* **Directions**:
Rewrite the part of the smoker thread starting at "## PerryBee (Dec" and ending at "(Jan 28, 2007)", putting "guarantee" in place of "warranty".

++++ Article ++++

# New Smoker



## peacekeeperapiaries (Jun 23, 2009)

Beeks get all the high tech gadgets


----------



## BeeCurious (Aug 7, 2007)

I already have a "cordless" smoker....


----------



## brooksbeefarm (Apr 13, 2008)

Come to think of it, i've never seen one with a cord.:scratch: Jack


----------



## mythomane (Feb 18, 2009)

Great! Now I can stop dragging those 200ft extension cords all over my beeyard!


----------



## magnet-man (Jul 10, 2004)

Boy did I leave myself open for those jokes!:doh:


----------



## blueskybeesupply (Dec 11, 2007)

This one makes us smile. Funny how something so simple can be made so complicated. 

Here's a prototype for our new bee suit. Magnet-Man/Ultra Breeze watch out--this one's Patent Pending!:shhhh:


----------



## Hambone (Mar 17, 2008)

blueskybeesupply said:


> Here's a prototype for our new bee suit.


Nice. I would wear that.


----------



## honeyman46408 (Feb 14, 2003)

:lpf::lpf:*@ Hambone :lpf::lpf:*


----------



## magnet-man (Jul 10, 2004)

Boy this thread has been t:. I can't believe a remake of Tron is in the works. The movie without a story line.


----------



## PerryBee (Dec 3, 2007)

If there's more to it than a fan and battery and it has a five year warranty with it explicitly promising to never go out when I need it most.........Hmmmm
Perry


----------



## berkshire bee (Jan 28, 2007)

Can't imagine a need for that. Someone will say "The battery died on my smoker right in the middle of working the hives". Then they will come with a big solar panel attached.


----------



## dnelson (May 19, 2009)

blueskybeesupply said:


> This one makes us smile. Funny how something so simple can be made so complicated.
> 
> Here's a prototype for our new bee suit. Magnet-Man/Ultra Breeze watch out--this one's Patent Pending!:shhhh:


At least you have a place to stick your metal hive tool and that cordless smoker:lpf:


----------



## blueskybeesupply (Dec 11, 2007)

We bought a "Younger Smoker" from Paul Younger when he was alive. He used to have the domain newbeesmoker.com

Here is a PDF from the Canadian Honey Council for those curious. Page 5 shows a picture of his butane/propane smoker that vaporizes liquid smoke and a link to the Patent.

It is a really cool design. Instant on and thick cool smoke. It smells like beef jerky to boot!


----------



## magnet-man (Jul 10, 2004)

Found an amazing cordless smoker and sugar duster. I would post the pictures but they are copy righted. The pictures on around the 5th post.
http://www.biobees.com/forum/viewtopic.php?t=2969


----------



## bakerboy (Apr 29, 2008)

If it has a five year warrantee, why are they already selling replacement parts ? 

My guess is that the warrantee doesn't cover the burner, battery or charger.


----------



## NasalSponge (Jul 22, 2008)

I find it quite an interesting idea....now if all it did was blow the smoke I would say it was useless but the fact that it is self lighting intrigues me...as many times as new beeks ask how to keep a smoker lit...


----------



## comb (Jan 12, 2006)

kind of like the computer sure is great but also a down side there is something to be said about lighting a smoker maybe im getting old but hopefully never that lazy


----------



## beevet (Jul 28, 2009)

++++ Dataset excerpts ++++

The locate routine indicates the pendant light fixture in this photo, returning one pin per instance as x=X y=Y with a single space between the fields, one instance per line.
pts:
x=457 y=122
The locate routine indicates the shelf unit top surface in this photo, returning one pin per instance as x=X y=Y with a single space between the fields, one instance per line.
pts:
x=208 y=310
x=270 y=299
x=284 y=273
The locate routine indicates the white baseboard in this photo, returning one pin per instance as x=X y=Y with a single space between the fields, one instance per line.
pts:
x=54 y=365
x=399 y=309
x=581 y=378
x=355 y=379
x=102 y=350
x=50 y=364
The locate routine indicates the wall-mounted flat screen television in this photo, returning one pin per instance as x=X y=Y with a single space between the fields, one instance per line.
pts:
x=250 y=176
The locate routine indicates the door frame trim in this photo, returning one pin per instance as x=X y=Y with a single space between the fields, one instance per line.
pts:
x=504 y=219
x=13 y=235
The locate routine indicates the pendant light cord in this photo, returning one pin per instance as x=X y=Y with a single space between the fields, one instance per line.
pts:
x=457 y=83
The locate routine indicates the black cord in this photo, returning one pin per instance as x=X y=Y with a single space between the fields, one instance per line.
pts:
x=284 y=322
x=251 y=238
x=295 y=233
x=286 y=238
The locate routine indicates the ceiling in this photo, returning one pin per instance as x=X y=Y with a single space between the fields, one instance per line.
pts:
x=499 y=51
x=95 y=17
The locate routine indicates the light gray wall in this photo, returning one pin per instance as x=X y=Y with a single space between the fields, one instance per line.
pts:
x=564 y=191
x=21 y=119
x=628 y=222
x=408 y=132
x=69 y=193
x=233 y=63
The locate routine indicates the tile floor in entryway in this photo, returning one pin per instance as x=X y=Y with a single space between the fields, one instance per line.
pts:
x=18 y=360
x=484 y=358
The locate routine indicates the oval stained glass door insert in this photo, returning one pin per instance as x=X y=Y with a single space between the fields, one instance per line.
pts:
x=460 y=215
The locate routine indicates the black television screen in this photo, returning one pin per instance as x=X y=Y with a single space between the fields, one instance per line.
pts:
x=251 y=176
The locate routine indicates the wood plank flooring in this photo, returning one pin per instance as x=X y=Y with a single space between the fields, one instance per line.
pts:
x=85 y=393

++++

* **Written response**:
## PerryBee (Dec 3, 2007)

If there's more to it than a fan and battery and it has a five year guarantee with it explicitly promising to never go out when I need it most.........Hmmmm
Perry


----------



## berkshire bee (Jan 28, 2007)